> **What is required**: In the discussion of MEPPC syndrome, what kind of gene variant was identified in the authors' case?

> **Document section**:
Clinical presentation and diagnostic approaches lack specificity, underscoring the absence of defined diagnostic criteria for MEPPC. Patients with a positive family history of arrhythmias or sudden cardiac death warrant special attention. Genetic testing should be considered in all indeterminate cases [11]. In our case, a pathogenic SCN5A gene variant was identified, which is crucial for diagnosis and treatment selection.

According to current guidelines, catheter ablation is recommended as the first-line treatment for symptomatic idiopathic PVCs originating from the right ventricular outflow tract (RVOT) or the left fascicles [18]. However, in MEPPC syndrome, ablation therapy exhibits limited efficacy due to the multifocal nature of PVCs emanating from the entire Purkinje system and medical therapy has substantial superiority [6]. The literature predominantly describes the efficacy of class I AADs, specifically flecainide and quinidine [2]. In our case, most of the PVCs originated from the RVOT or right ventricle and after each catheter ablation, a new foci started to prevail, leading to multiple procedures. Only a triple therapy of beta blockers and a combination of two class I AADs has shown a significant reduction in arrhythmia burden. In the literature, mexiletine monotherapy is ineffective, but its addition to quinidine leads to a reduction in PVC burden to less than 10 percent [19]. Quinidine is an orphan drug; thus, we tried combinations of other class I AADs. There is a reported case of an SCN5A mutation in a child with amiodarone-responsive multifocal ventricular ectopy-associated cardiomyopathy [20]. We also saw an improvement in symptoms under treatment with beta blockers and amiodarone, but the drug’s toxicity makes long-time treatment with amiodarone questionable [12,14]. There are data suggesting beneficial concomitant overdrive pacing for controlling severe arrhythmia [19]. The triggered ventricular action potentials disappeared at higher pacing frequencies (2 Hz) [1].

As MEPPC syndrome is a very rare and recently recognized entity, there is a lack of high-value studies available. Consequently, the precise prognosis of patients with this condition remains unknown. A family history of ventricular arrhythmias often indicates a poor prognosis and an increased risk for SCD [8]. In our opinion, this presupposes that the indications for ICD in MPPC patients should be carefully evaluated and adjusted for the individualized risks of specific cases.

> **Records provided**:
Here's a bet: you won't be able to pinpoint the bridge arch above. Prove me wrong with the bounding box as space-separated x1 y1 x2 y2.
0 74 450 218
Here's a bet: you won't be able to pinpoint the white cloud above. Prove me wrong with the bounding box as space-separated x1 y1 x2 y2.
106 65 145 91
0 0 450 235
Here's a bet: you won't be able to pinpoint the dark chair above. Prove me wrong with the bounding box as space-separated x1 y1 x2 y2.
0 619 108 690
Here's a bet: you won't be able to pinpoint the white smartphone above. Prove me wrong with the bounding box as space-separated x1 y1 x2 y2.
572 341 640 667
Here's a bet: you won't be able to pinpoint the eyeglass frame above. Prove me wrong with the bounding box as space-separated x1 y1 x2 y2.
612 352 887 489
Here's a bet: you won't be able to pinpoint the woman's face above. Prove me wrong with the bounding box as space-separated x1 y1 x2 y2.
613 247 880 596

> **Final answer**: A pathogenic SCN5A gene variant.